#### CONSIGNA:
Cambie "Confucio" por "Mencio" y reproduzca el pasaje del texto sobre el malhumor que empieza en "Tampoco es este" y continúa hasta "con un hijo.".

#### TEXTO DEL EJERCICIO:
********************

¿Toda esta cadena de malhumor respondería a la falta de dopamina o endorfina en los transmisores neuronales de sus protagonistas? ¿A las toxinas hepáticas por mala alimentación o a sus alterados fluidos biliares? ¿O quizás a una adversa conjunción astral? Esta no es una columna especializada en neurología o en endocrinología y menos aún en astrología. ¿Quién comenzó la cadena de contagioso malhumor? Quizás no sea la pregunta más importante, sí quién o quiénes no fueron capaces de cortarla. Si uno sólo de los eslabones se hubiera abierto, la cadena inmediatamente se habría deshecho. Si el taxista hubiera insinuado una cortes disculpa al hombre de traje, si el hombre de traje hubiera contado hasta diez antes de responderle a su socio, si su socio hubiera considerado trivial una tostada quemada, si la mujer hubiera conversado con su hijo sobre la profesora de matemática y los glúteos de la compañerita, si el colectivero hubiera usado 30 segundos más para arrancar y evitar el traspié de la profesora de matemática, si la secretaria del consultorio hubiera fingido una sonrisa de ocasión frente a un paciente sin turno… si… si… si… La cadena de condicionales no tiene número al igual que la del malhumor. Pero con una bastaría para detener el ritmo infinito de la otra. A veces se desconocen las razones inmediatas de esa incómoda y contagiosa sensación, pero responde a una serie interminable de disparadores en los que la causa primera puede ser intrascendente y el último efecto, gravísimo o exactamente a la inversa. Esta cadena del malhumor necesita numerosos eslabones y, sin embargo, se puede cortar con sólo uno. Para pensar.
Tampoco es este un espacio de autoayuda que relacionaría ligeramente malhumor con malamor más precisamente desamor. El amor ni es ni se presenta como un sentimiento abstracto, ni se busca ni se fuerza, pero al menos nos merecemos dar y recibir un discreto y respetuoso humor. Nadie que no bordee el ridículo postularía que se tome un curso de budismo Zen para hacer tostadas ni un tour tibetano para dormir mejor ni emprender el camino de Santiago para frenar a tiempo ni devorarse las Analectas de Confucio para enseñar la regla de tres ni alcanzar el nirvana para no trastabillar en el colectivo ni consultar los Diálogos de Platón para conversar con un hijo.
La intención tampoco no es tomar aquí el malhumor como un malestar personal aunque pueda volverse crónico. Se trata de señalar que este sentimiento es la consecuencia con causas casi siempre reconocibles y generalmente inmediatas, de otro orden ajeno al psiquiátrico, al fisiológico o al orgánico. Se describe casi como un diagnóstico meteorológico similar a la temperatura ambiente. Es ese enojo que trasciende lo privado y circula hacia lo público y lo colectivo como moneda corriente en nuestras ciudades, especialmente en las más populosas. Cualquiera puede verse asaltado por este sentimiento negativo, pero en espacio reducidos y colmados, con tiempos cortos y apresurados es mucho más probable que “salte la térmica”. “No es bueno que el hombre esté sólo”, sentencia el sabio pasaje bíblico, pero es altamente insano que esté amontonado. Se presta a la sospecha, entonces, que a menor espacio y tiempo mayor es el contagio, igual que la peste con el agravante de que en este caso la cuarentena es impracticable. Esta última y arriesgada afirmación, aunque evidente, nos llevaría a otro mayúsculo malhumor desatado por la falta de planificación urbana y quizás una utópica reforma demográfica. No desconocemos que existe otro orden de malos humores con orígenes más serios o más graves o más insoportables o más injustos que infeccionan lo social, pero quisimos referirnos a éstos, a los de todos los días, a los domésticos, pequeños y casi ridículos porque, aunque relativo, el axioma agustiniano de que “Cuida las cosas pequeñas, las grandes se cuidan solas”, referido a estos insignificantes acontecimientos, viene al dedillo.

********************

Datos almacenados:
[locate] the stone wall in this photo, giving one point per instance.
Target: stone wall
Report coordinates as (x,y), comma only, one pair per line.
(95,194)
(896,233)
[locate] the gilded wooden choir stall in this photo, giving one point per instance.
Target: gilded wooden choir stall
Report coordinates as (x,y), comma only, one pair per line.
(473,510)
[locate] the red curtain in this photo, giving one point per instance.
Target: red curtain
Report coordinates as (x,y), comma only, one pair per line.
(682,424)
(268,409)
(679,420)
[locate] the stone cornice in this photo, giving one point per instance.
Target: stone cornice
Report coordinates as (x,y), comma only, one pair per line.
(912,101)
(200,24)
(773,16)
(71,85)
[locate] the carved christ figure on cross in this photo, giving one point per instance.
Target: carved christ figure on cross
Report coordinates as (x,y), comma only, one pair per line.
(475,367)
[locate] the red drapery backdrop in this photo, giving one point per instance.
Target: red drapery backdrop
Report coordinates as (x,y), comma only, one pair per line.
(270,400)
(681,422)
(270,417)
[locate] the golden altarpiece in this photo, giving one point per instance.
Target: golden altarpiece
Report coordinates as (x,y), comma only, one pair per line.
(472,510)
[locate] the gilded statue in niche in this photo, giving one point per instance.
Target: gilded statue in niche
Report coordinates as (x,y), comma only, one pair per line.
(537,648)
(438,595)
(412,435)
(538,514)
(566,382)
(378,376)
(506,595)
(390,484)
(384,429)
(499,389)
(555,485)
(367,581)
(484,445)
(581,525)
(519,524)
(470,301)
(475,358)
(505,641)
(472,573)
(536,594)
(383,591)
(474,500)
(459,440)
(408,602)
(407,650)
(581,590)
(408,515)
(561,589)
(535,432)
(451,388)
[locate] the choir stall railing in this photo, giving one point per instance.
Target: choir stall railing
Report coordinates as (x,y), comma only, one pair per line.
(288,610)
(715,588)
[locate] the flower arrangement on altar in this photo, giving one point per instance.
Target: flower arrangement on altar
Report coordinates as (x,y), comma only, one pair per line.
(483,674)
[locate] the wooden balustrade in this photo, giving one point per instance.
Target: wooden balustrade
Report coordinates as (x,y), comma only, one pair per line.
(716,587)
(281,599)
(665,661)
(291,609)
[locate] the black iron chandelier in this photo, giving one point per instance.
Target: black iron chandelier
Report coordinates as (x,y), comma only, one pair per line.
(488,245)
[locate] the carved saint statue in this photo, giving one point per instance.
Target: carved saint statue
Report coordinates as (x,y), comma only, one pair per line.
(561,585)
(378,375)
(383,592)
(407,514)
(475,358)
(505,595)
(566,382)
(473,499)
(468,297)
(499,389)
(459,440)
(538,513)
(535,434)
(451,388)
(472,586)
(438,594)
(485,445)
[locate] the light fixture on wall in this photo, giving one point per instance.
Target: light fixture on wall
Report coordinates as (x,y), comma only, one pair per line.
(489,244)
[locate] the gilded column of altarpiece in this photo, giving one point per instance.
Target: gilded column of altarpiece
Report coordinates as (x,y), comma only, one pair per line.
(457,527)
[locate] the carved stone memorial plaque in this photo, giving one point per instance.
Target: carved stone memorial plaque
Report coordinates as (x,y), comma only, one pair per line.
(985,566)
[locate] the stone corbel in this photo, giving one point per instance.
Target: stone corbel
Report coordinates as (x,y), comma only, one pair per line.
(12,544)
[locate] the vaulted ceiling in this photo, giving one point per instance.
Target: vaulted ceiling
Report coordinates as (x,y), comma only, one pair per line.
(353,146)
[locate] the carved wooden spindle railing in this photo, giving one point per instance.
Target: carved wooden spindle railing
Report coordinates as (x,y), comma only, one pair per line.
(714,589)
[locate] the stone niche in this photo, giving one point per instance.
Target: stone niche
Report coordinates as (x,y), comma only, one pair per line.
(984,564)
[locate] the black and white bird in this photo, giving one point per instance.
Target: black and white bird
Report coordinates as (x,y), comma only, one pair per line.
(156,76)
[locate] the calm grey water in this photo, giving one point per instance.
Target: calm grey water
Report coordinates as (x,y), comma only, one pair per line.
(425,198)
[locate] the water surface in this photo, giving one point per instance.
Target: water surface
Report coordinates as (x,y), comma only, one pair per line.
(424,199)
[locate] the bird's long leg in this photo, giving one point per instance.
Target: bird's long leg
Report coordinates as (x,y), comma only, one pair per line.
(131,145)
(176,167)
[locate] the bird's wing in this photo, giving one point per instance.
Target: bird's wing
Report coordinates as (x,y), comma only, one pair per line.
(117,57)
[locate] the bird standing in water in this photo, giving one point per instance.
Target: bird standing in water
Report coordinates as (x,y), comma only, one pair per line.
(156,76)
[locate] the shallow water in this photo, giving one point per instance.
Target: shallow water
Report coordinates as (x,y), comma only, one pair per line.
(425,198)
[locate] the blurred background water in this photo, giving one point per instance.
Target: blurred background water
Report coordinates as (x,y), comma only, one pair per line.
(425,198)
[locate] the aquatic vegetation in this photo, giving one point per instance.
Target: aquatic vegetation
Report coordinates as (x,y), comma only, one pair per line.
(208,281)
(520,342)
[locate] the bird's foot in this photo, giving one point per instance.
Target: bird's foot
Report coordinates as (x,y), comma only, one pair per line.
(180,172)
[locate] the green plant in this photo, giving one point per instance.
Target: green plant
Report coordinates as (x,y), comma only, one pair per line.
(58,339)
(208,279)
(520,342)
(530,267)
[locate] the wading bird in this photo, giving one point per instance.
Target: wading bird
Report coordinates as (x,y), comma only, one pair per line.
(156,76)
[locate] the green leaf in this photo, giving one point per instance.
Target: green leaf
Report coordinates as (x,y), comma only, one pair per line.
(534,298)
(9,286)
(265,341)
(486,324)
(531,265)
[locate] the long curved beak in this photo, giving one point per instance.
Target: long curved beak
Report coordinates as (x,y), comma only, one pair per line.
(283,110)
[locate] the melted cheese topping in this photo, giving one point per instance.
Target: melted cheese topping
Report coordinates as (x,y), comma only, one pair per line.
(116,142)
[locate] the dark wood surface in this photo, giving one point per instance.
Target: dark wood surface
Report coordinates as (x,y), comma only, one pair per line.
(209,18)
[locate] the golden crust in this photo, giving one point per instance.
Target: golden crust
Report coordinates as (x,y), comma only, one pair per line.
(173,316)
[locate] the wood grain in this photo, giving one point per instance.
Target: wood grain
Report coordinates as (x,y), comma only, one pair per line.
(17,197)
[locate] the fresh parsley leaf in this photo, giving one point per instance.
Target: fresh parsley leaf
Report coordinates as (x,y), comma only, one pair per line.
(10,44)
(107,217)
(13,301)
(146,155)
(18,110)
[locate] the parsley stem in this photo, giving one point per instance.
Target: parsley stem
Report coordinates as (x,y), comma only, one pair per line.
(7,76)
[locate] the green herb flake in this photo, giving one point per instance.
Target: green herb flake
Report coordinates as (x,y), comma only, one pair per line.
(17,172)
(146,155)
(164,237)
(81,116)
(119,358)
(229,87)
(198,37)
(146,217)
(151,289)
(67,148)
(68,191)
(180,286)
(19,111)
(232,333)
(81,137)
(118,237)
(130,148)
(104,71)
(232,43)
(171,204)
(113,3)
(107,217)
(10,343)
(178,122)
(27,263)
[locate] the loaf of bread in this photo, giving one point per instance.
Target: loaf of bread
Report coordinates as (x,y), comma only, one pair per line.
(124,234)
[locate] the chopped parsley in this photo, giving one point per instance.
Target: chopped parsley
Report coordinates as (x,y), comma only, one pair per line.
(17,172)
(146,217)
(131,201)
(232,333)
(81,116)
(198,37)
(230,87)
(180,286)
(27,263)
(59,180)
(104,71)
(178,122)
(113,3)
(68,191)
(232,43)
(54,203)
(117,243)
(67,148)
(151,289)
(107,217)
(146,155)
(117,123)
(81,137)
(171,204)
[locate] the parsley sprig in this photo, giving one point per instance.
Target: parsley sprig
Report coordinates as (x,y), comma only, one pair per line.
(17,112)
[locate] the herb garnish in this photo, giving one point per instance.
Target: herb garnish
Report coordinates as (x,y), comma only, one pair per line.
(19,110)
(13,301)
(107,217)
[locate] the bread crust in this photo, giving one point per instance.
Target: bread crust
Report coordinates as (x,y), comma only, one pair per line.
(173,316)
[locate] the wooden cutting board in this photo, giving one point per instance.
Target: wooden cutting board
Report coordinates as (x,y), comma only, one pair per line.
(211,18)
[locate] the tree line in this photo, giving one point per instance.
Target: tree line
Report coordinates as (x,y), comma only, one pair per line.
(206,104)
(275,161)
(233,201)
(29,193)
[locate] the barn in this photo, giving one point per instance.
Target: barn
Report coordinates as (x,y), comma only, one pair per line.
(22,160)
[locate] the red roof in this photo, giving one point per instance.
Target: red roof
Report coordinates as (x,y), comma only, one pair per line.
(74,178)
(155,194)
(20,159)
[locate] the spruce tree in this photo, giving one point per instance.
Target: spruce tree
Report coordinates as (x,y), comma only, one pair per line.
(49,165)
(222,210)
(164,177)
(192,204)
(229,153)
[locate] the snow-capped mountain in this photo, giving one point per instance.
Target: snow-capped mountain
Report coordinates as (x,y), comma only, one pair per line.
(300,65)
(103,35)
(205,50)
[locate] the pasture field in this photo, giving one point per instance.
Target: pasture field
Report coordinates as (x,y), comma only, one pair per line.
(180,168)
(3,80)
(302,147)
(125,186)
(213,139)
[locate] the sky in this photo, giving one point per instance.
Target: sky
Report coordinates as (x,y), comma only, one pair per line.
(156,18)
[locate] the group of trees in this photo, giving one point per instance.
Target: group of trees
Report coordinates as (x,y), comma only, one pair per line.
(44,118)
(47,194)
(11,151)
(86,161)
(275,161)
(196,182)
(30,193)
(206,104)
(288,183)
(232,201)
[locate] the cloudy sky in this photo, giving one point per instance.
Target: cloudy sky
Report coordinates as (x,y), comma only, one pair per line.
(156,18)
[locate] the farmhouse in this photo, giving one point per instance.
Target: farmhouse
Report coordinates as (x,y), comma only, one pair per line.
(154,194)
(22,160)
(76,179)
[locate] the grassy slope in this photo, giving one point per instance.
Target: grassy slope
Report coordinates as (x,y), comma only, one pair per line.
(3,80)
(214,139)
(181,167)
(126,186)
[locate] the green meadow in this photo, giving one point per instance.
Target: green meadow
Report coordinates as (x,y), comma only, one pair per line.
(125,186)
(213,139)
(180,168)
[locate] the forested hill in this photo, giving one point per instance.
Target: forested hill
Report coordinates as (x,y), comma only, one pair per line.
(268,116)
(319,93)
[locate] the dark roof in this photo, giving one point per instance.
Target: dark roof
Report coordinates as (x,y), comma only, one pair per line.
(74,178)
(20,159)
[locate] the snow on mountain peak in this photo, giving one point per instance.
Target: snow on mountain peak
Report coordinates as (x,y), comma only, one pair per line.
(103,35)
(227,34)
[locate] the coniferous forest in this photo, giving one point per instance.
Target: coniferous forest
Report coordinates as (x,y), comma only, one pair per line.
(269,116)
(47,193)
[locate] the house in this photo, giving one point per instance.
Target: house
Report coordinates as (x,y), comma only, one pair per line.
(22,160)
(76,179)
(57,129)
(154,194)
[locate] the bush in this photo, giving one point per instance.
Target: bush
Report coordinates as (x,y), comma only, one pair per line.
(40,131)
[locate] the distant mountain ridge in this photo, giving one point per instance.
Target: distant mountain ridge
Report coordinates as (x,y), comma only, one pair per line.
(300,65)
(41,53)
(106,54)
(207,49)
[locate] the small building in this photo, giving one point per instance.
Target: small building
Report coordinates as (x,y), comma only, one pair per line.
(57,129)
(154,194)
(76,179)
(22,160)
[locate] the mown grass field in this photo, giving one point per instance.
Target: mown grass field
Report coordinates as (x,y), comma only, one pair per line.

********************

#### RESPUESTA:
Tampoco es este un espacio de autoayuda que relacionaría ligeramente malhumor con malamor más precisamente desamor. El amor ni es ni se presenta como un sentimiento abstracto, ni se busca ni se fuerza, pero al menos nos merecemos dar y recibir un discreto y respetuoso humor. Nadie que no bordee el ridículo postularía que se tome un curso de budismo Zen para hacer tostadas ni un tour tibetano para dormir mejor ni emprender el camino de Santiago para frenar a tiempo ni devorarse las Analectas de Mencio para enseñar la regla de tres ni alcanzar el nirvana para no trastabillar en el colectivo ni consultar los Diálogos de Platón para conversar con un hijo.